--- Exercise aim ---
Could you print, unchanged, the lines that run from the very first one through the line containing "271 L 0 318", with both of those included?

## Start Task material

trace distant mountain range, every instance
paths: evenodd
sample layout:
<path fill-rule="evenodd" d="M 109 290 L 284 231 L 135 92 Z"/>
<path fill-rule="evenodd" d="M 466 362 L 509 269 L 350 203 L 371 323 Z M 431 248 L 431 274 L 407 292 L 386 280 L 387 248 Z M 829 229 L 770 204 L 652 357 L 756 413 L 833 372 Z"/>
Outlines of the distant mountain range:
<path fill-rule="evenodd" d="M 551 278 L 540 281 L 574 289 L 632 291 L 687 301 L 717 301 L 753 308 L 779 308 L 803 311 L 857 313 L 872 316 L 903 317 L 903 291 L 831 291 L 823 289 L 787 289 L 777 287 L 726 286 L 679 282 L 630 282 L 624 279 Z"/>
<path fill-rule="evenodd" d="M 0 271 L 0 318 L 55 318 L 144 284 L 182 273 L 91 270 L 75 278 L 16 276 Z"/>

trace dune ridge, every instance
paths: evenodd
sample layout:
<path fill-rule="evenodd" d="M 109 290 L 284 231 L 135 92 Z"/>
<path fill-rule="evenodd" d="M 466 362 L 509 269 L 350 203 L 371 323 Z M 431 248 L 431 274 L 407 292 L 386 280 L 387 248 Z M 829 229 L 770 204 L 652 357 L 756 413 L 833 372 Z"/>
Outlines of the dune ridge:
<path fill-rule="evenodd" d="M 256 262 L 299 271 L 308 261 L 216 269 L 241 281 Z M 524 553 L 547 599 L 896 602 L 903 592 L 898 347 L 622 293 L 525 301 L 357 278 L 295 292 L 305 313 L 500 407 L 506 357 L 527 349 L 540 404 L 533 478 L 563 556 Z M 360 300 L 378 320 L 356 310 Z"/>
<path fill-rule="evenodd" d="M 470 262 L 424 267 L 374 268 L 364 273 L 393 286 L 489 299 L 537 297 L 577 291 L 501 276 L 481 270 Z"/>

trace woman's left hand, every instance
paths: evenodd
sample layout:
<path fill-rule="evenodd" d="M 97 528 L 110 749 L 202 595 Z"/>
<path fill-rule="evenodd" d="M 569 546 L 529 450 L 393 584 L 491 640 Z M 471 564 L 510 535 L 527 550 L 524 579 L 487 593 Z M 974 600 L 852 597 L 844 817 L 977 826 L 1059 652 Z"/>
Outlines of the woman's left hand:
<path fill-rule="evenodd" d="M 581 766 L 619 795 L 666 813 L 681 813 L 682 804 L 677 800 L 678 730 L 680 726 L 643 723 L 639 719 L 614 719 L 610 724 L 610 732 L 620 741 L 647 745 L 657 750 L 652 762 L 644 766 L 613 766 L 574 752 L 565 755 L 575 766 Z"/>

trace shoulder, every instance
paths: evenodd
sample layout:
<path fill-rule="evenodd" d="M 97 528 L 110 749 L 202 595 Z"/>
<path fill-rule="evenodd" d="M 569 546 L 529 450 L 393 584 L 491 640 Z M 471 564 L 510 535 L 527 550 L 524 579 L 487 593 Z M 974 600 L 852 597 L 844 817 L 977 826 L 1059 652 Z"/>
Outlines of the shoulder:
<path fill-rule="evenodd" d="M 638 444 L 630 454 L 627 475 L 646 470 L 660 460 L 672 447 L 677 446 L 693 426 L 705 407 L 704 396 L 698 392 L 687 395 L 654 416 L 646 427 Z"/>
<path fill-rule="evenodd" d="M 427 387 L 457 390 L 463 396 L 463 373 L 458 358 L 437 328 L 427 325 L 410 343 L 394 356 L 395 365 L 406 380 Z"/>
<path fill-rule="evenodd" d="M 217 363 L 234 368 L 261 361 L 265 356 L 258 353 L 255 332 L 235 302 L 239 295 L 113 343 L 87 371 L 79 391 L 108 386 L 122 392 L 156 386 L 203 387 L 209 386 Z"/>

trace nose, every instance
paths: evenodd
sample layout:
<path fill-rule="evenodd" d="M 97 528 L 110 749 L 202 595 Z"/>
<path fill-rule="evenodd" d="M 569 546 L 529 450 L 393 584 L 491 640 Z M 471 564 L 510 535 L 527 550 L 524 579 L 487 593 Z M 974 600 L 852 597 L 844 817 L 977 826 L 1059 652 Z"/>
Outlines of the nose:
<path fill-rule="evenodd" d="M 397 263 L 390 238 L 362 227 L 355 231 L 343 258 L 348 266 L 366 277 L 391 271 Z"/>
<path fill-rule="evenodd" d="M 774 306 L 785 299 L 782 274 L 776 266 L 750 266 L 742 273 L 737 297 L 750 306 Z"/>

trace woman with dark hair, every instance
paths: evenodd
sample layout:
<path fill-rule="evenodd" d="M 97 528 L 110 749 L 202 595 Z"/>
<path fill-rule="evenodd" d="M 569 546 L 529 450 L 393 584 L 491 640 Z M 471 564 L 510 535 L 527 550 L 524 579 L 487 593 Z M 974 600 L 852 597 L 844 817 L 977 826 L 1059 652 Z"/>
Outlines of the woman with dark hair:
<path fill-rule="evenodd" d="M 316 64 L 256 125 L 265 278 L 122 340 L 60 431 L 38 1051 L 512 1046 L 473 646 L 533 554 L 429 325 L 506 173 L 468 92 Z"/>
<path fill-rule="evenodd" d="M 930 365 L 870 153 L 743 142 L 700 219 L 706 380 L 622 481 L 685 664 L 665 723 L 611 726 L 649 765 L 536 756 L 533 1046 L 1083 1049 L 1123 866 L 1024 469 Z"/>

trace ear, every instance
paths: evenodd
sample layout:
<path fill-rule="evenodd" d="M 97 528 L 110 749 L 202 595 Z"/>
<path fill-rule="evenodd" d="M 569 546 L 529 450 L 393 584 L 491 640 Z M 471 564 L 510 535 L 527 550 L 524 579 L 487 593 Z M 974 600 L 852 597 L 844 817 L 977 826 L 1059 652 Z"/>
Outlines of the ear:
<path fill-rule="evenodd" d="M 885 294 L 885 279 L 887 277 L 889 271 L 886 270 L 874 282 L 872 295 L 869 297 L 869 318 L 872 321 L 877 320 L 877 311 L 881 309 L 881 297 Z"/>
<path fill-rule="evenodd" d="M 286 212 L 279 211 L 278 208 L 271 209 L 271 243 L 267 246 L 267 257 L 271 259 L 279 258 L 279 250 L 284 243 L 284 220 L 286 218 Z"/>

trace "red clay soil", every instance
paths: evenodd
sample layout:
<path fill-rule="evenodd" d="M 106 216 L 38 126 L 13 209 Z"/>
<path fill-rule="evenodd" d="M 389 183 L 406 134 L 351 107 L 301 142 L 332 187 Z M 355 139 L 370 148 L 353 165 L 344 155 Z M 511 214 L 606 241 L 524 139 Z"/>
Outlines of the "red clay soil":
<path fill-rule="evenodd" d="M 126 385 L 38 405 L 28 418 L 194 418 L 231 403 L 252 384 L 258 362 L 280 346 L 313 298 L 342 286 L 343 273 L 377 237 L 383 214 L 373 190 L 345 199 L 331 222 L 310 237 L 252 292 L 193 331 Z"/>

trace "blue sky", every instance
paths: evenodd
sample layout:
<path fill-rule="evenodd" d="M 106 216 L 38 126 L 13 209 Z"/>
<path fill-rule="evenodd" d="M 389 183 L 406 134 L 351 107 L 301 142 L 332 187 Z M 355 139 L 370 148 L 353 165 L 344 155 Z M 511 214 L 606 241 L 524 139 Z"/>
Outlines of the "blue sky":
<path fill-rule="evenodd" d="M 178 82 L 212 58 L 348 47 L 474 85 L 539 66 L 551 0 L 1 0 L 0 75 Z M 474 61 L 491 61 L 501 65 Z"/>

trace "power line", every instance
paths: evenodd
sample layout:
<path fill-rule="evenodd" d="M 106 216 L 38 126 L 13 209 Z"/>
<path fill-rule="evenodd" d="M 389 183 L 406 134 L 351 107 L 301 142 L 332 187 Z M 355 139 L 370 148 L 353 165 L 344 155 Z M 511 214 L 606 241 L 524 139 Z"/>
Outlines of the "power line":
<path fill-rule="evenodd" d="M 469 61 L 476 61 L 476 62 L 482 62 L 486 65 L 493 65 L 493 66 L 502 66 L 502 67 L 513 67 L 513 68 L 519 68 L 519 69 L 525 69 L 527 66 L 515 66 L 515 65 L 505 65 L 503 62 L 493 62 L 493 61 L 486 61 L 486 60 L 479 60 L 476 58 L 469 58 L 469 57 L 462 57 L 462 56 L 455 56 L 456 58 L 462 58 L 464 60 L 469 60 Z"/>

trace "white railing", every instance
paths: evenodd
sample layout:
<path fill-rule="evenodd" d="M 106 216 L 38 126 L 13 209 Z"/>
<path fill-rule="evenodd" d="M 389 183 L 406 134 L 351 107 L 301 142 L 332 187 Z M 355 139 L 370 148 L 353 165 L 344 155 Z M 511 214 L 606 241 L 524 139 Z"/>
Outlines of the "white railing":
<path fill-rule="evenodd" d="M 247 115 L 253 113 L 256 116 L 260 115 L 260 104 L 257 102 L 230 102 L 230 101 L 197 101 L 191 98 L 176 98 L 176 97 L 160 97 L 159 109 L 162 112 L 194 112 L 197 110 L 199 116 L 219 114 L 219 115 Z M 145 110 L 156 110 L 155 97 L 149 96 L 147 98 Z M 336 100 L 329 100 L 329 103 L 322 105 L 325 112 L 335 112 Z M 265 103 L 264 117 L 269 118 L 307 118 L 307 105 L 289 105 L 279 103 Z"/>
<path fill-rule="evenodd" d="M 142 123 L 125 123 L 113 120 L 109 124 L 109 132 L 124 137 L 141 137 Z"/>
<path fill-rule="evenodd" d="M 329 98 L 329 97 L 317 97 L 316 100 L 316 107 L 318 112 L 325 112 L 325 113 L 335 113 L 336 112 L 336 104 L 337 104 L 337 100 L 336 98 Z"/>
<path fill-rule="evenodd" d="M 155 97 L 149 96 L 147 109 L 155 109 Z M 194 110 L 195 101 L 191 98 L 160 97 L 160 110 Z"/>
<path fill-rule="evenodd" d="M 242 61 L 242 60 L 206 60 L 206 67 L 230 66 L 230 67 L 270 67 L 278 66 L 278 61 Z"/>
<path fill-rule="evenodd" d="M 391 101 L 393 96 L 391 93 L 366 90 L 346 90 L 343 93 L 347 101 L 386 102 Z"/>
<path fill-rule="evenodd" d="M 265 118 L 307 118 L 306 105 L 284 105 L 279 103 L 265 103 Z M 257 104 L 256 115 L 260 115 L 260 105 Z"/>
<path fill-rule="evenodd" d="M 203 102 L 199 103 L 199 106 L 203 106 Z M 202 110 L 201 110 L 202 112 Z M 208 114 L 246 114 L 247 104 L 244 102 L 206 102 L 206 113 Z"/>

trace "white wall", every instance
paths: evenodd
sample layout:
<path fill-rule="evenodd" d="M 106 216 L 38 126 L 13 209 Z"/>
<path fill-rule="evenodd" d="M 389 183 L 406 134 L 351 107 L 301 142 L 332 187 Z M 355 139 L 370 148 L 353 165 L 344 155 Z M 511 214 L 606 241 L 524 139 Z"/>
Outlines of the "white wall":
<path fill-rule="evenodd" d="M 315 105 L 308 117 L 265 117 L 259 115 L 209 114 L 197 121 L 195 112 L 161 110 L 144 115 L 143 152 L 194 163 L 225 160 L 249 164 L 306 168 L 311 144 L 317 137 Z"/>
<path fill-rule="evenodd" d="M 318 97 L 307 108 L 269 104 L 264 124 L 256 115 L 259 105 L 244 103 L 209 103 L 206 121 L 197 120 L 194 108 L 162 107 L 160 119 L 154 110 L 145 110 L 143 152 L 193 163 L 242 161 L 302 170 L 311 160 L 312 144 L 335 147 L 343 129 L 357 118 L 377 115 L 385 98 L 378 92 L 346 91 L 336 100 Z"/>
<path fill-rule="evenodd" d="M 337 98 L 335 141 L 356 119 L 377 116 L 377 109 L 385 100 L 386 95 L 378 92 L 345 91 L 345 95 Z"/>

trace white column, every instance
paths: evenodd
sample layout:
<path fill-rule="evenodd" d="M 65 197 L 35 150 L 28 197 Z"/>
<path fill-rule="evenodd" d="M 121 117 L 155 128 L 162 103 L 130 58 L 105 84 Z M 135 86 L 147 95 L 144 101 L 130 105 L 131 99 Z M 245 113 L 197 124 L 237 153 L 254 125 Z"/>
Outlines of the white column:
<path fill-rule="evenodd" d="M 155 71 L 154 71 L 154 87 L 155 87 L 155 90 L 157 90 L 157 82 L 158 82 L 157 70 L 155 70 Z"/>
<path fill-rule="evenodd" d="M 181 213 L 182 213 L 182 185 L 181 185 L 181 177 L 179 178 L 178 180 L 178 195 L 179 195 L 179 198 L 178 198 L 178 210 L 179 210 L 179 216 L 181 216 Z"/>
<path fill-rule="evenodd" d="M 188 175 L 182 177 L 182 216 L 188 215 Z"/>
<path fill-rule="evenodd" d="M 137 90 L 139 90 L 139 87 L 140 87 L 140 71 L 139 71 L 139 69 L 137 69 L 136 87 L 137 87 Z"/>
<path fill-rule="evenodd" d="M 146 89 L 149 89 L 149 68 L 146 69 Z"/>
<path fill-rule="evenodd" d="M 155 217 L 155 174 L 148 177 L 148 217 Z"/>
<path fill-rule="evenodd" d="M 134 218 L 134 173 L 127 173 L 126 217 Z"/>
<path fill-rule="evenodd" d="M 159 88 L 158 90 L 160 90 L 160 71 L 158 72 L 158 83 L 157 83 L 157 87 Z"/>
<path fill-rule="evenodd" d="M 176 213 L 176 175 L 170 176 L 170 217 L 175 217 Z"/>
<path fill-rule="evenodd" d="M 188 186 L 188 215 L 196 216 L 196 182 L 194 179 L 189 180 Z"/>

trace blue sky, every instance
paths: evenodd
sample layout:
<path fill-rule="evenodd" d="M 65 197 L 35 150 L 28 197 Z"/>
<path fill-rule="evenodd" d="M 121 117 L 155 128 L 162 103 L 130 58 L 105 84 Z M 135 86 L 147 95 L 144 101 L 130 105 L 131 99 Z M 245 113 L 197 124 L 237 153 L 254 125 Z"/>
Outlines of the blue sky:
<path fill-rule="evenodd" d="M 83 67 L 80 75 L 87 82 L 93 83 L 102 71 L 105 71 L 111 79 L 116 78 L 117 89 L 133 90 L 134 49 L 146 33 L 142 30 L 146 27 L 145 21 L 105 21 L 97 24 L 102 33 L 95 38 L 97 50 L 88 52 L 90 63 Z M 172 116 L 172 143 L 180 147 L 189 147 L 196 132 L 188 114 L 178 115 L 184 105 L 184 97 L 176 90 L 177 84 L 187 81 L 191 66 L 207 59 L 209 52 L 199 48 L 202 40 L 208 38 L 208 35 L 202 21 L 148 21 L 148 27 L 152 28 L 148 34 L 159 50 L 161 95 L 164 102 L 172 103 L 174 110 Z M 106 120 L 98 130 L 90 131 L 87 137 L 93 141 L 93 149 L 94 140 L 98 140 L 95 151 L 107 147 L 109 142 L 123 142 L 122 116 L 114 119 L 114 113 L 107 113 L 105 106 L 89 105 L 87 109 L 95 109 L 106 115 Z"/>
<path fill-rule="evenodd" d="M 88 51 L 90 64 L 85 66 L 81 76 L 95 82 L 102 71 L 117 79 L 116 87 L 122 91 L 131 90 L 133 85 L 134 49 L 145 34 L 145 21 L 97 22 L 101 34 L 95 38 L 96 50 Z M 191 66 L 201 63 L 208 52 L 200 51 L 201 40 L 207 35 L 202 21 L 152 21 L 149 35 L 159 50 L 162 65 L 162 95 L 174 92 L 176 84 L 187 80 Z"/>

## End Task material

--- Response to this task ---
trace distant mountain range, every instance
paths: evenodd
sample layout:
<path fill-rule="evenodd" d="M 109 290 L 284 231 L 135 92 Z"/>
<path fill-rule="evenodd" d="M 466 362 L 509 269 L 350 203 L 371 323 Z M 431 248 L 431 274 L 407 292 L 386 280 L 387 248 Z M 829 229 L 770 204 L 652 357 L 756 413 L 833 372 Z"/>
Outlines of the distant mountain range:
<path fill-rule="evenodd" d="M 551 278 L 540 281 L 574 289 L 632 291 L 687 301 L 717 301 L 753 308 L 779 308 L 803 311 L 857 313 L 872 316 L 903 317 L 903 291 L 831 291 L 823 289 L 787 289 L 777 287 L 726 286 L 679 282 L 630 282 L 624 279 Z"/>
<path fill-rule="evenodd" d="M 0 271 L 0 318 L 55 318 L 144 284 L 182 273 L 91 270 L 75 278 L 16 276 Z"/>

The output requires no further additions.